In the ransomware economy, criminals are using pricing calculations to target victims based on the most efficient ways to rake in money and, what’s more, criminals understand and engineer the pressures to put on victims.

[Also: Healthcare enters new wave of cyberthreats as hacktavists, organized crime, foreign nationals take aim]

The report said ransomware hackers are discovering the right price to charge for targeted industries and individuals, citing Symantec research that lists the average ransom paid by businesses at about $10,000.

“Healthcare organizations were not a primary target for ransomware attacks prior to 2016,” the report stated. “But, the success of the Hollywood Presbyterian attack and the media coverage will ensure that attackers focus on the healthcare sector in the future.”

Indeed, Ransomware is responsible for 406,887 attempted infections and accounts for a total of approximately $325 million in damages, according to a November, 2015 report by the Cyber Threat Alliance. 

And the market for malware may very well keep growing, in large part because of the low cost and ease in perfecting it. In the case of the major ransomware variant Crypotwall, CTU researchers estimated that in 2014, about 1.1 percent of the Cryptowall ransomware victims paid the ransom (at an average of $500), which might not look like a lot but the FBI said that 992 complaints Crytpowall netterd more than $18 million between 2014 and 2015.

“The lesson is that ransomware, while less sophisticated than APT (advanced persistent threat) groups and other cyber criminals, is still significantly profitable, even when only a miniscule number of user fall for its scheme.” ICIT authors wrote. And “who knows how many infections were not reported?”

■ **Activity**
Set down the ransomware passage word for word, from "Indeed, Ransomware is" to "2014 and 2015.". You can leave the material aside; it isn't needed here.

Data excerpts

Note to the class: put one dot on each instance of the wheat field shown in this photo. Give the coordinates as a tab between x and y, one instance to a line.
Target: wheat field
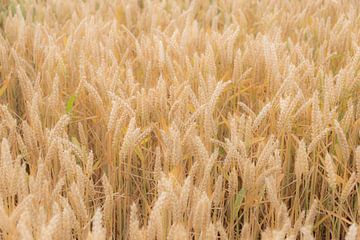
179	119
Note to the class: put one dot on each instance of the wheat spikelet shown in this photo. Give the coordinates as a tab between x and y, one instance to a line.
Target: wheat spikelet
330	171
301	161
342	140
348	187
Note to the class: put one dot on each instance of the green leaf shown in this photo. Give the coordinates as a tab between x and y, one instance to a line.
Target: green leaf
70	104
239	198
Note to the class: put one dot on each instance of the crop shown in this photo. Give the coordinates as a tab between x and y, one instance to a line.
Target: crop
179	119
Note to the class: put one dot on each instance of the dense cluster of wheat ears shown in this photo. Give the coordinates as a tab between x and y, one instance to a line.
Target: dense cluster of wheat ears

■ **Task answer**
Indeed, Ransomware is responsible for 406,887 attempted infections and accounts for a total of approximately $325 million in damages, according to a November, 2015 report by the Cyber Threat Alliance. 

And the market for malware may very well keep growing, in large part because of the low cost and ease in perfecting it. In the case of the major ransomware variant Crypotwall, CTU researchers estimated that in 2014, about 1.1 percent of the Cryptowall ransomware victims paid the ransom (at an average of $500), which might not look like a lot but the FBI said that 992 complaints Crytpowall netterd more than $18 million between 2014 and 2015.